▶ **Directions**: A verbatim copy of each record is required.
[Given data]
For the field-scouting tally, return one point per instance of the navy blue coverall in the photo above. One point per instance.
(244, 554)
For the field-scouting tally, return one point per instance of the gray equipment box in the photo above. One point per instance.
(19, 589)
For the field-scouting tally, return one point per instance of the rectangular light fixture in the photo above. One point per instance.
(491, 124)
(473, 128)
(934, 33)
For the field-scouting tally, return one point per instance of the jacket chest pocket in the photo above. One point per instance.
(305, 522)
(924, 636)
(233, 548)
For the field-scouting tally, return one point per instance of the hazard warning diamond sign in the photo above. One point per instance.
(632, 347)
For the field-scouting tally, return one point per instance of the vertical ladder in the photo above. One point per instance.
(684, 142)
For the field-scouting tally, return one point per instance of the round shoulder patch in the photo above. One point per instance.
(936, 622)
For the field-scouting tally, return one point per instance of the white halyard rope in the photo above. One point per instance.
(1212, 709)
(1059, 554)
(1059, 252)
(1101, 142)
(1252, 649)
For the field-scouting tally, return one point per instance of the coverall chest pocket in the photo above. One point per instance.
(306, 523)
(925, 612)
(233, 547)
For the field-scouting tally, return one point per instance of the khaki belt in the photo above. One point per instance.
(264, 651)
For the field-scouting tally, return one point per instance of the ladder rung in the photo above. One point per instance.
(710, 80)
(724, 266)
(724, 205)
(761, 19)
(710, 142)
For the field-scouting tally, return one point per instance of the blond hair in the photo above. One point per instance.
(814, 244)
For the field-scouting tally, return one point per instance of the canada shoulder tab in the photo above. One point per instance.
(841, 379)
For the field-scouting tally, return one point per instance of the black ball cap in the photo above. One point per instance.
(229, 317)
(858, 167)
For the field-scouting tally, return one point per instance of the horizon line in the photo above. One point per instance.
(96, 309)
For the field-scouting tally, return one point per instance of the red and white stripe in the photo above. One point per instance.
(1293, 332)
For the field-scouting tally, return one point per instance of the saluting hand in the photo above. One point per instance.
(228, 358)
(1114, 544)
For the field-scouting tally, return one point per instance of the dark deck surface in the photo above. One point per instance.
[/Given data]
▶ **Answer to this task**:
For the field-scouting tally, return one point per instance of the navy blue coverall in the photo above. One point per instance.
(244, 554)
For the field-scouting tally, return one point per instance of the gray equipment box in the photo above. One point per instance.
(19, 589)
For the field-scouting tally, return one point per instance of the rectangular light fixture in the photo above. One point per instance.
(491, 124)
(473, 128)
(934, 33)
For the field-scouting tally, return one point per instance of the jacket chest pocket in the photo above. One point per instance.
(305, 522)
(924, 636)
(233, 548)
For the field-scouting tally, return one point per instance of the hazard warning diamond sign in the photo above. One point per instance.
(632, 347)
For the field-scouting tally, return one point per instance of the vertical ladder in the photo above. One point per instance.
(684, 142)
For the field-scouting tally, return one point per instance of the round shoulder patch in the photo above. One point per instance.
(936, 622)
For the field-scouting tally, return one point per instance of the white halyard rope in the photo above. One point per instance.
(1212, 709)
(1059, 554)
(1059, 252)
(1101, 142)
(1252, 649)
For the field-scouting tally, return one point per instance of the coverall chest pocket in the photo above. One point per instance.
(306, 523)
(925, 612)
(233, 547)
For the field-scouting tally, return one point per instance of the khaki belt in the photo above. One point per instance.
(264, 651)
For the field-scouting tally, return one point per instance of the ladder rung in the photo above. One point per instance.
(710, 80)
(724, 266)
(724, 205)
(761, 19)
(710, 142)
For the field-scouting tally, return one point per instance of the blond hair in the photo above. One point per instance.
(814, 244)
For the field-scouting tally, return one point per instance of the canada shoulder tab in the photo above. One point per instance.
(841, 379)
For the field-scouting tally, return one point per instance of the black ball cap in the photo above. One point per instance.
(229, 317)
(858, 167)
For the field-scouting tally, return one point per instance of the horizon line in the photo above. One point per instance.
(96, 309)
For the field-scouting tally, return one point per instance of the red and white stripe in the photo above. One point per instance.
(1293, 332)
For the field-scouting tally, return one point per instance of the saluting hand in the photo above. One point per instance.
(228, 358)
(1114, 544)
For the field-scouting tally, return one point per instance of the dark deck surface in the photo above. One point per instance.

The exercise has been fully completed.